**EXERCISE AIM:**
Your task is to copy each line of the material that includes "laptop".

**DATA PROVIDED:**
..............................

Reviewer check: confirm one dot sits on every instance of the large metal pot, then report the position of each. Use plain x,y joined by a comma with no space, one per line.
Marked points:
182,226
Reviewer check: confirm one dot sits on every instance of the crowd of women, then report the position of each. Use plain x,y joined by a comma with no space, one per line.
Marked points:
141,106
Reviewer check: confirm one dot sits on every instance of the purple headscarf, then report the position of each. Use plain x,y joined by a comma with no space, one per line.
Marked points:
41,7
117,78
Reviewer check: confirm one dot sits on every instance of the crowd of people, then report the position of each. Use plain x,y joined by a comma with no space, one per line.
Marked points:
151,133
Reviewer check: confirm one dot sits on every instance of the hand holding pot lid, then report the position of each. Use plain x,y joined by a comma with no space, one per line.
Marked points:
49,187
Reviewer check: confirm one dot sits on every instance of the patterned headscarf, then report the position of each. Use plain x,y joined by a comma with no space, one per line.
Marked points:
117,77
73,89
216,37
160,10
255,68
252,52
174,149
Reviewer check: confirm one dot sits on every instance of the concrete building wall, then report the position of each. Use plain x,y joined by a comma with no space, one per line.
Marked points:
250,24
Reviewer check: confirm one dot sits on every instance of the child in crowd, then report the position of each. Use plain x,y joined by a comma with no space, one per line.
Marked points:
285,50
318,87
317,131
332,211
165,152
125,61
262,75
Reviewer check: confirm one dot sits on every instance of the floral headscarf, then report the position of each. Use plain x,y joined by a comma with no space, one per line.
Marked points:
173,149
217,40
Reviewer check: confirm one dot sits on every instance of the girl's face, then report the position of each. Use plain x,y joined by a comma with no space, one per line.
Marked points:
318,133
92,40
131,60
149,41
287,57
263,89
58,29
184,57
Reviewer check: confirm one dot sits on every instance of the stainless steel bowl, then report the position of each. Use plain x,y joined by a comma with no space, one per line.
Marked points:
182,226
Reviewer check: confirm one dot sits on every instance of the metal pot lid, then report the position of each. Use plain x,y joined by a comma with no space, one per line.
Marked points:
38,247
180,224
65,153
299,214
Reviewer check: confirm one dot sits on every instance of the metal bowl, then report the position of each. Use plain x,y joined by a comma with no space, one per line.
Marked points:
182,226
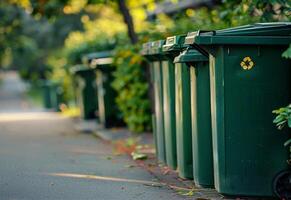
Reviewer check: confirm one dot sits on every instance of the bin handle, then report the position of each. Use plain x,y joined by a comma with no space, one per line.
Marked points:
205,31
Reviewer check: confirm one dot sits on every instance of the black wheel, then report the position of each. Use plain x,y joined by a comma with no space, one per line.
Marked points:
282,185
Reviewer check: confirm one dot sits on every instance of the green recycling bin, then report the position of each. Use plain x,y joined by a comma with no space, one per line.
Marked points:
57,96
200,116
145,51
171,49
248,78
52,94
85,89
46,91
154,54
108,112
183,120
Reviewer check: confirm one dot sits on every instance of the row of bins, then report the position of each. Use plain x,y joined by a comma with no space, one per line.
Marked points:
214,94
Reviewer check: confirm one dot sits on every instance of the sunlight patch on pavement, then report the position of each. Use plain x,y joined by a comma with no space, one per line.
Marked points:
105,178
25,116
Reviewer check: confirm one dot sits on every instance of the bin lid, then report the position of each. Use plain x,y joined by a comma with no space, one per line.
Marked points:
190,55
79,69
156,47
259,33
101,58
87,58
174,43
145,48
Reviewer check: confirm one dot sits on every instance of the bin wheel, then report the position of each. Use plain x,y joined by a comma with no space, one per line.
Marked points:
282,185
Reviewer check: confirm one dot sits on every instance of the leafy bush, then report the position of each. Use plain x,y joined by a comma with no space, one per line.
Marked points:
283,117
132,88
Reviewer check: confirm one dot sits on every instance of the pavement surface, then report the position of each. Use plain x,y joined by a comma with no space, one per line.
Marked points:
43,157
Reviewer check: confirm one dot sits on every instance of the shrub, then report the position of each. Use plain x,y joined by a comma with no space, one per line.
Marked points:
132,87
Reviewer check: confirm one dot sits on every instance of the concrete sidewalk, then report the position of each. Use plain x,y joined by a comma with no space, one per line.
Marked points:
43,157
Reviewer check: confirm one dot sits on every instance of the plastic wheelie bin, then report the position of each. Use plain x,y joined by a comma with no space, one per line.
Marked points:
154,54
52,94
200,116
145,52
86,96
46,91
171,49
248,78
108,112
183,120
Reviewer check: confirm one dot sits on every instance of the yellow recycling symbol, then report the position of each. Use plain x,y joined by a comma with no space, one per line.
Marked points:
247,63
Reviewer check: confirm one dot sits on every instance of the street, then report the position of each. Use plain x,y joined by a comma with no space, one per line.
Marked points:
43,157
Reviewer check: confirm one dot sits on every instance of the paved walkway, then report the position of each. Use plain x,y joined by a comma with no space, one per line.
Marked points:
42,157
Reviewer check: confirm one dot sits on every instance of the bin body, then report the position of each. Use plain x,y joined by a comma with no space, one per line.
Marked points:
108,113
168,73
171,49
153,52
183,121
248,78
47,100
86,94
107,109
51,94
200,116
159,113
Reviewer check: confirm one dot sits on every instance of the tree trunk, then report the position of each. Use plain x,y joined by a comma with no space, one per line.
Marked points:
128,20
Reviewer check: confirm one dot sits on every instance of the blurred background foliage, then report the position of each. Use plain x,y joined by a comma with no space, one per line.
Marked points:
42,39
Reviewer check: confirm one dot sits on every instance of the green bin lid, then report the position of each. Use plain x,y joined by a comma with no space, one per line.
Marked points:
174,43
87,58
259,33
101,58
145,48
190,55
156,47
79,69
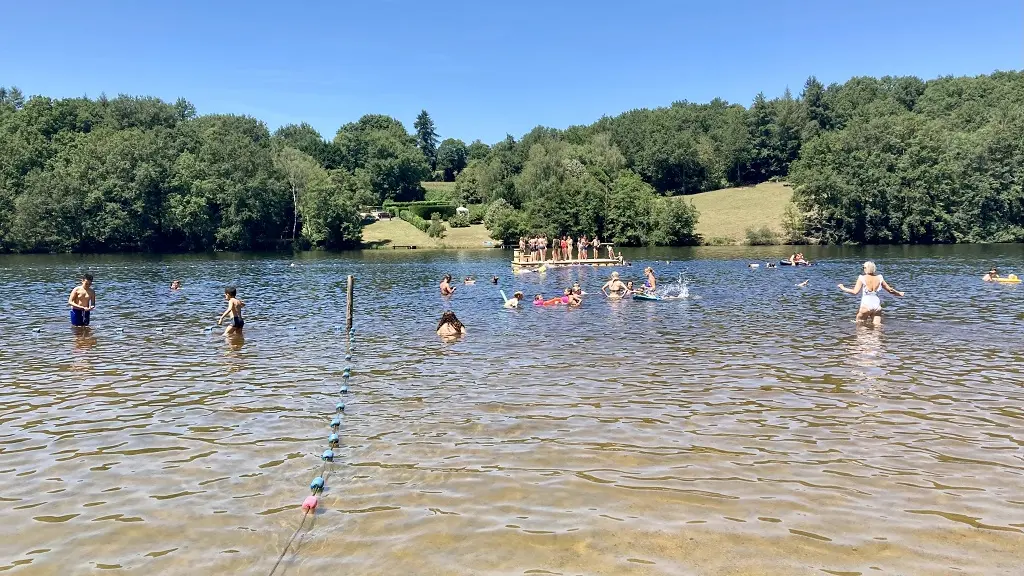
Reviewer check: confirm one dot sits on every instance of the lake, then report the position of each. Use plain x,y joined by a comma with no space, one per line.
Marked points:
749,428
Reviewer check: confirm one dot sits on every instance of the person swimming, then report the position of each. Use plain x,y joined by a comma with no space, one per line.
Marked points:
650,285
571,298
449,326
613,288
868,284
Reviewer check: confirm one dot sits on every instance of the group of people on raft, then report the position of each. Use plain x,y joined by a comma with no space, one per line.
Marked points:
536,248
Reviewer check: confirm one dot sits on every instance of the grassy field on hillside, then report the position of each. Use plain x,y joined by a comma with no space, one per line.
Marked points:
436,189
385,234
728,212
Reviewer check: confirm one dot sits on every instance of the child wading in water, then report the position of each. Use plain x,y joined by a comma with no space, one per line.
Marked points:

..............................

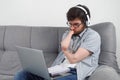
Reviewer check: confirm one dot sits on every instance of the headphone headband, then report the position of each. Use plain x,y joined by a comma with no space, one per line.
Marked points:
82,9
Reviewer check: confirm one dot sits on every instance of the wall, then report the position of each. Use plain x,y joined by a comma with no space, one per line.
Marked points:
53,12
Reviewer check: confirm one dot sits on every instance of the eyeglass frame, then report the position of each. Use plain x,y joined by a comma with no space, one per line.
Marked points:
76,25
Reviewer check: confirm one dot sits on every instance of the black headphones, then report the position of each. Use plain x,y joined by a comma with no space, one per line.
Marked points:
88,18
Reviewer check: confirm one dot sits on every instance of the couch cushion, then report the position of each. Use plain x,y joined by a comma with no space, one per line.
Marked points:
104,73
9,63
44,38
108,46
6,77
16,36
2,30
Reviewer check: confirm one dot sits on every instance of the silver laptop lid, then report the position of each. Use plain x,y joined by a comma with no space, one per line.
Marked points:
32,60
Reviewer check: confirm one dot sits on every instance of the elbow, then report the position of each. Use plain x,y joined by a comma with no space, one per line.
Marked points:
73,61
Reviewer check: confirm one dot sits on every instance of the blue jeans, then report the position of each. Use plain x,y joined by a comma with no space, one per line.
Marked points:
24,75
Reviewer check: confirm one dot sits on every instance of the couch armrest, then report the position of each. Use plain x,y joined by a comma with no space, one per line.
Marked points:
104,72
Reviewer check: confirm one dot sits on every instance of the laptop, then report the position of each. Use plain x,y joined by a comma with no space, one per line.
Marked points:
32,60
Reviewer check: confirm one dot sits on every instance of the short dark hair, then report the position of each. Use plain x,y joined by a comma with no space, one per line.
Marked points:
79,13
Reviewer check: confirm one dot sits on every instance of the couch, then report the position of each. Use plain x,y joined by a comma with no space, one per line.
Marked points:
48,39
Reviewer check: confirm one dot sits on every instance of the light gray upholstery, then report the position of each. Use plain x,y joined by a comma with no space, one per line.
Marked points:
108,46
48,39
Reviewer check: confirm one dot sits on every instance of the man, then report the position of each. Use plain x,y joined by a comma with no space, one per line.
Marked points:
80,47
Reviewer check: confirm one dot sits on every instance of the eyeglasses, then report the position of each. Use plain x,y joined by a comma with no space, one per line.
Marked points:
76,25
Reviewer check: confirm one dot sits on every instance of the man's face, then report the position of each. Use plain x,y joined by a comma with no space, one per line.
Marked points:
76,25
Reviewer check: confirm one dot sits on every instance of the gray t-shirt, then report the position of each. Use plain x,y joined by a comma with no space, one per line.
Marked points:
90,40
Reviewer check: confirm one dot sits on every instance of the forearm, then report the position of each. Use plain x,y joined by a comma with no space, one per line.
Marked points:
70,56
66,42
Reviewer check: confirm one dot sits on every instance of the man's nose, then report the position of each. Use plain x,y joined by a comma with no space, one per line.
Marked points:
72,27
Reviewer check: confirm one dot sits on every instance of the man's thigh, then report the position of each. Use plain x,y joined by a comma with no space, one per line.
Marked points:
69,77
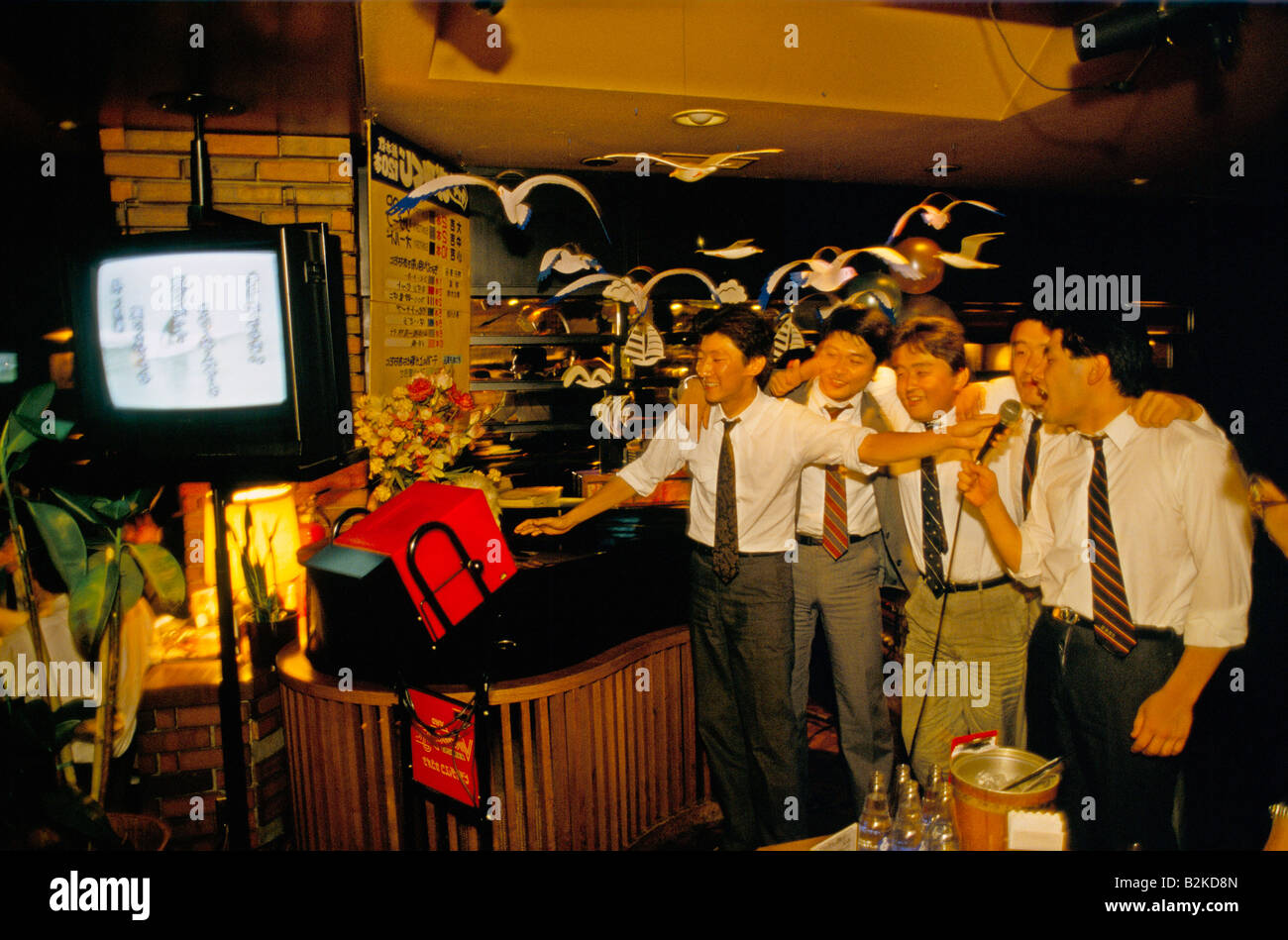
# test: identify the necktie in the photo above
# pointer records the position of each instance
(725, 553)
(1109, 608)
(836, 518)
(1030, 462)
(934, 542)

..............................

**EXPECTED ANSWER:**
Reviewer check: confirm one dot sits on every instance of the silver laptop lid, then report the position of each. Use plain x,y joined by a comma with no space, one per line.
Reviewer check: confirm one dot sits on every instance of the laptop, then report the position of each. Use plain x,y joined by a comma with no space, one per line.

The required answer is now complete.